**TEXT PROVIDED:**
┄┄┄┄┄┄
Configuring SmallRye Retry for a Kubernetes deployment

We had a need to configure the SmallRye Retry configurations on the fly on our product that is running as a Kubernetes deployment, but couldn't easily find documentation on this particular case. So, I decided to share this solution, and apparently also create a small tutorial on Quarkus and Kubernetes.

For this example, you shold have some understanding of Java, Maven, Docker and Kubernetes, but in the end, it is quite simple, and you (hopefully) should not have many issues replicating it.

Skip straight to a Kubernetes configuration example

Requirements

Rancher for Kubernetes and Docker, Maven and Java 17

Setting up the project

To create a suitable test environment, we will need a small Quarkus project. To set this up, I decided to create a new project following the SmallRye Fault Tolerance guide. This allows us to create a project with a single resource that fails 50% of the time it is called. This gives us the necessary starting point to create our test case with a slight modification.

Remove the additional retry configurations from the annotation in CoffeeResource.java. This allows the global configuration changes to take effect and not be overwritten by the annotation.

@GET
@Retry
public List<Coffee> coffees() {

Creating a Kubernetes deployment

Creating a Kubernetes deployment requires us to create a Docker image from the project and using that as the Kubernetes deployment's image.

Creating a Docker image

To create a Docker image of the project lets first change the Quarkus package type to an uber jar. This can be done by modifying the resources/application.properties-file and adding the following line to it:

quarkus.package.type=uber-jar

The next step will be adding a Dockerfile to the project root, in which we specify which image we want to use and where to find our jar to deploy.
┄┄┄┄┄┄
Collected data entries
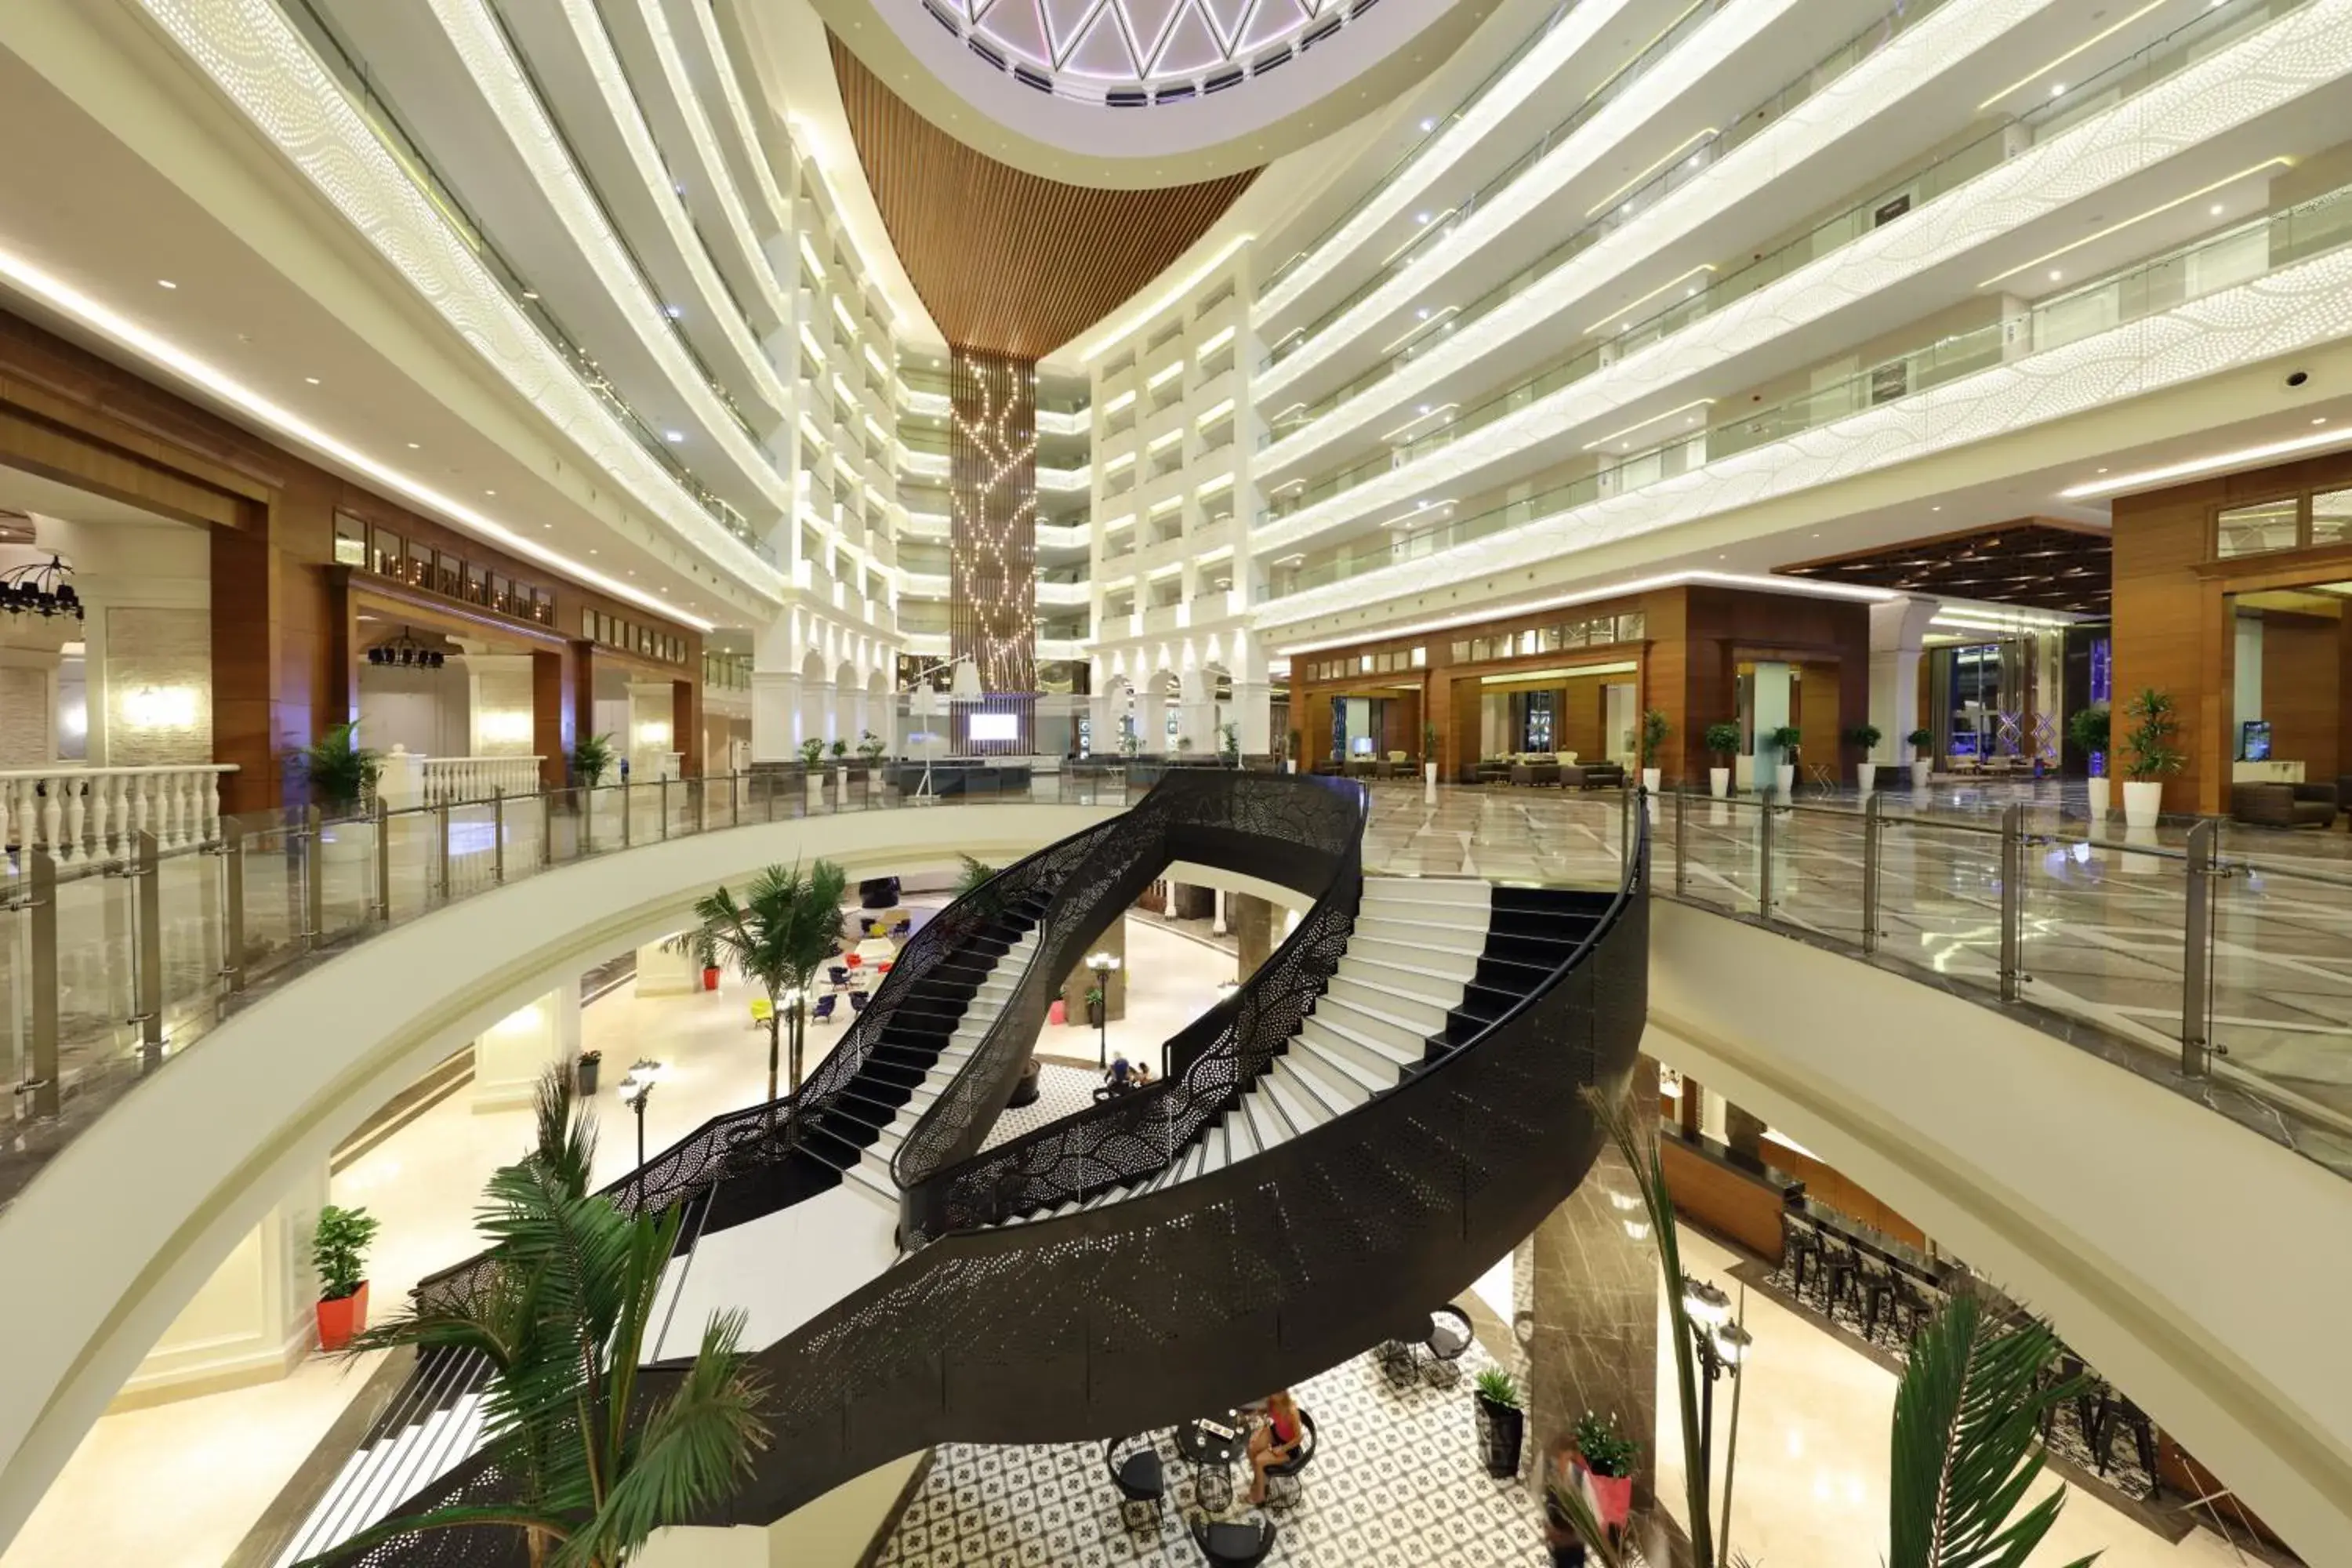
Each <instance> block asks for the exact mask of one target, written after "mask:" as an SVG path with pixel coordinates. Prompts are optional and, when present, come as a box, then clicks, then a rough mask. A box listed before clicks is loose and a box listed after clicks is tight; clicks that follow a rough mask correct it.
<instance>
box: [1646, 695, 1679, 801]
mask: <svg viewBox="0 0 2352 1568" xmlns="http://www.w3.org/2000/svg"><path fill="white" fill-rule="evenodd" d="M1672 733H1675V722H1672V719H1668V717H1665V715H1663V712H1658V710H1656V708H1651V710H1649V712H1644V715H1642V788H1644V790H1649V792H1651V795H1656V792H1658V780H1661V773H1663V769H1658V752H1661V750H1663V748H1665V738H1668V736H1672Z"/></svg>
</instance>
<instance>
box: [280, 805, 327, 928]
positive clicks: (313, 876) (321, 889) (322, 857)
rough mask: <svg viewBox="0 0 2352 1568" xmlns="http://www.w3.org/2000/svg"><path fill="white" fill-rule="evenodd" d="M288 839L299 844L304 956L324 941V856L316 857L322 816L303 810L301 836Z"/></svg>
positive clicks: (301, 900)
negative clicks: (298, 843) (290, 838)
mask: <svg viewBox="0 0 2352 1568" xmlns="http://www.w3.org/2000/svg"><path fill="white" fill-rule="evenodd" d="M289 837H296V839H299V842H301V945H303V950H306V952H308V950H313V947H318V945H320V943H325V940H327V856H322V853H320V839H325V837H327V827H325V813H322V811H320V809H318V806H303V813H301V832H299V835H289Z"/></svg>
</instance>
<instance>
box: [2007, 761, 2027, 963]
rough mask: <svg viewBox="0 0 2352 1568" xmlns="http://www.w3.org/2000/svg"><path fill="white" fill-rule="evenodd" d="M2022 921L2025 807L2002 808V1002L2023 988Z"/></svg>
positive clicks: (2024, 894) (2024, 866)
mask: <svg viewBox="0 0 2352 1568" xmlns="http://www.w3.org/2000/svg"><path fill="white" fill-rule="evenodd" d="M2023 919H2025V806H2023V802H2011V804H2009V806H2002V1001H2016V999H2018V990H2020V987H2023V980H2025V973H2023V952H2020V943H2023V933H2025V931H2023Z"/></svg>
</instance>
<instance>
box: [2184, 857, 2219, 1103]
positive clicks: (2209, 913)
mask: <svg viewBox="0 0 2352 1568" xmlns="http://www.w3.org/2000/svg"><path fill="white" fill-rule="evenodd" d="M2213 835H2216V820H2213V818H2211V816H2209V818H2204V820H2201V823H2197V825H2194V827H2190V844H2187V851H2190V858H2187V877H2190V884H2187V910H2185V914H2183V922H2180V1077H2190V1079H2201V1077H2206V1072H2211V1067H2213V1060H2211V1048H2213V1018H2211V987H2213V973H2211V957H2213Z"/></svg>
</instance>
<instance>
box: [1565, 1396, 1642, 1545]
mask: <svg viewBox="0 0 2352 1568" xmlns="http://www.w3.org/2000/svg"><path fill="white" fill-rule="evenodd" d="M1639 1458H1642V1446H1639V1443H1635V1441H1632V1439H1630V1436H1625V1434H1623V1432H1618V1425H1616V1415H1602V1413H1599V1410H1585V1413H1583V1415H1578V1418H1576V1465H1578V1469H1583V1472H1585V1486H1588V1488H1590V1490H1592V1512H1595V1514H1599V1516H1602V1526H1604V1528H1611V1530H1623V1528H1625V1519H1628V1516H1632V1467H1635V1462H1639Z"/></svg>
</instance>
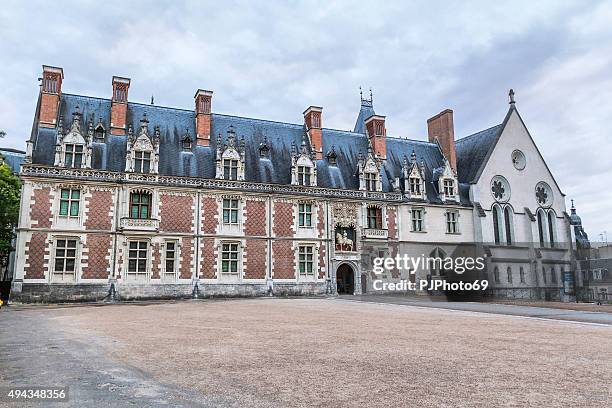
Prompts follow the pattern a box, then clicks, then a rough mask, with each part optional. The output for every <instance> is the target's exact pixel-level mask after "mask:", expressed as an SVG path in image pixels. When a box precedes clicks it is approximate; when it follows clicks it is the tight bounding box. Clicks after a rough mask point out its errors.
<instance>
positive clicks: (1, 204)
mask: <svg viewBox="0 0 612 408" xmlns="http://www.w3.org/2000/svg"><path fill="white" fill-rule="evenodd" d="M20 194H21V182H20V181H19V178H18V177H17V176H15V175H14V174H13V173H12V172H11V169H10V167H9V166H8V165H7V164H6V163H3V162H2V164H1V165H0V264H5V262H6V260H7V258H8V255H9V253H10V252H11V250H12V249H13V246H12V242H11V241H12V240H13V237H14V236H15V227H16V226H17V220H18V219H19V196H20Z"/></svg>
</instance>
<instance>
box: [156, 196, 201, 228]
mask: <svg viewBox="0 0 612 408" xmlns="http://www.w3.org/2000/svg"><path fill="white" fill-rule="evenodd" d="M193 200H194V199H193V197H191V196H187V195H185V196H178V195H168V194H161V195H160V207H159V218H160V224H159V228H160V230H161V231H165V232H185V233H189V232H192V231H193V225H194V216H195V212H194V211H193Z"/></svg>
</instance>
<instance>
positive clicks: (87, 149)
mask: <svg viewBox="0 0 612 408" xmlns="http://www.w3.org/2000/svg"><path fill="white" fill-rule="evenodd" d="M81 116H82V115H81V112H80V111H79V107H78V106H77V107H76V108H75V111H74V112H73V113H72V123H71V124H70V129H69V130H68V131H67V132H64V120H63V117H60V119H59V122H58V126H57V138H56V144H55V160H54V165H55V166H60V167H70V168H90V167H91V139H92V138H91V135H89V134H86V135H85V136H84V135H83V132H82V130H81Z"/></svg>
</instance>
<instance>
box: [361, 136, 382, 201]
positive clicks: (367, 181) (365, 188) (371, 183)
mask: <svg viewBox="0 0 612 408" xmlns="http://www.w3.org/2000/svg"><path fill="white" fill-rule="evenodd" d="M381 171H382V160H380V158H378V157H377V156H376V155H375V154H374V151H373V149H372V144H371V143H370V144H369V146H368V153H367V155H366V156H364V155H363V153H359V160H358V162H357V172H358V176H359V189H360V190H365V191H382V173H381Z"/></svg>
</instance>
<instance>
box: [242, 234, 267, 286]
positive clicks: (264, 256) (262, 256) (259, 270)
mask: <svg viewBox="0 0 612 408" xmlns="http://www.w3.org/2000/svg"><path fill="white" fill-rule="evenodd" d="M245 252H246V254H247V256H246V261H245V265H244V266H245V273H244V278H245V279H265V278H266V257H267V252H268V251H267V242H266V241H265V240H263V239H247V241H246V248H245Z"/></svg>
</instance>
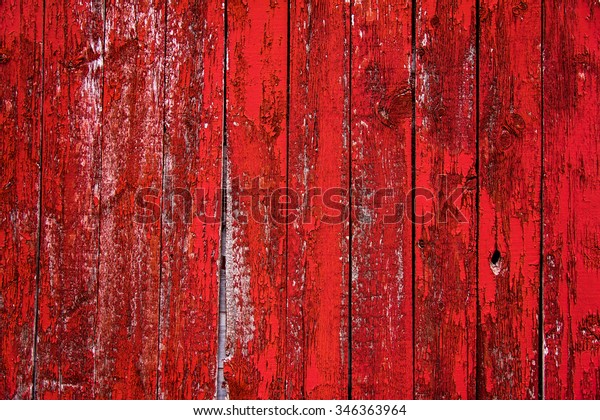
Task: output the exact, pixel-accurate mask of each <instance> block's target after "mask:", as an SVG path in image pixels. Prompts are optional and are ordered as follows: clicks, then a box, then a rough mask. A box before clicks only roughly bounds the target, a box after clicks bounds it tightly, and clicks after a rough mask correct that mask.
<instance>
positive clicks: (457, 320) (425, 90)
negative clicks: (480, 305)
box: [414, 0, 477, 399]
mask: <svg viewBox="0 0 600 420" xmlns="http://www.w3.org/2000/svg"><path fill="white" fill-rule="evenodd" d="M416 8H417V15H416V22H417V27H416V49H417V56H416V65H417V66H416V146H415V147H416V168H415V170H416V186H417V192H416V194H415V196H416V199H415V213H416V215H417V220H416V223H417V226H416V237H415V244H414V246H415V258H416V261H415V264H416V268H415V270H416V272H415V321H414V322H415V396H416V397H417V398H440V399H441V398H474V397H475V376H476V375H475V354H476V348H475V347H476V261H477V255H476V209H475V201H476V200H475V198H476V196H475V194H476V189H477V188H476V185H477V179H476V134H475V103H474V101H475V80H474V79H475V60H476V48H475V47H476V46H475V38H476V37H475V27H476V24H475V23H476V22H475V1H464V2H455V1H447V0H421V1H419V2H417V5H416Z"/></svg>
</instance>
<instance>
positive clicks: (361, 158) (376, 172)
mask: <svg viewBox="0 0 600 420" xmlns="http://www.w3.org/2000/svg"><path fill="white" fill-rule="evenodd" d="M352 10H353V25H352V51H351V53H352V103H351V109H352V112H351V118H352V139H351V140H352V187H353V196H352V211H353V213H352V255H351V258H352V343H351V344H352V397H353V398H358V399H363V398H364V399H372V398H381V399H404V398H411V397H412V395H413V340H412V338H413V332H412V230H411V222H410V218H409V217H408V215H407V214H406V210H407V209H406V204H407V200H406V199H407V197H409V198H410V190H411V183H412V178H411V174H412V164H411V155H412V144H411V127H412V103H413V102H412V101H413V97H412V96H413V95H412V89H411V87H410V71H411V62H412V54H411V49H412V47H411V32H412V5H411V2H410V1H405V2H402V1H401V2H397V1H386V0H373V1H363V2H356V3H355V4H354V6H353V9H352ZM409 204H410V200H409Z"/></svg>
┄┄┄┄┄┄
**INSTRUCTIONS TO FOLLOW:** In the tutorial on configuring SmallRye Retry for Kubernetes, what line is added to the application.properties file to change the Quarkus package type?

**OUTPUT FOR THIS EXERCISE:** quarkus.package.type=uber-jar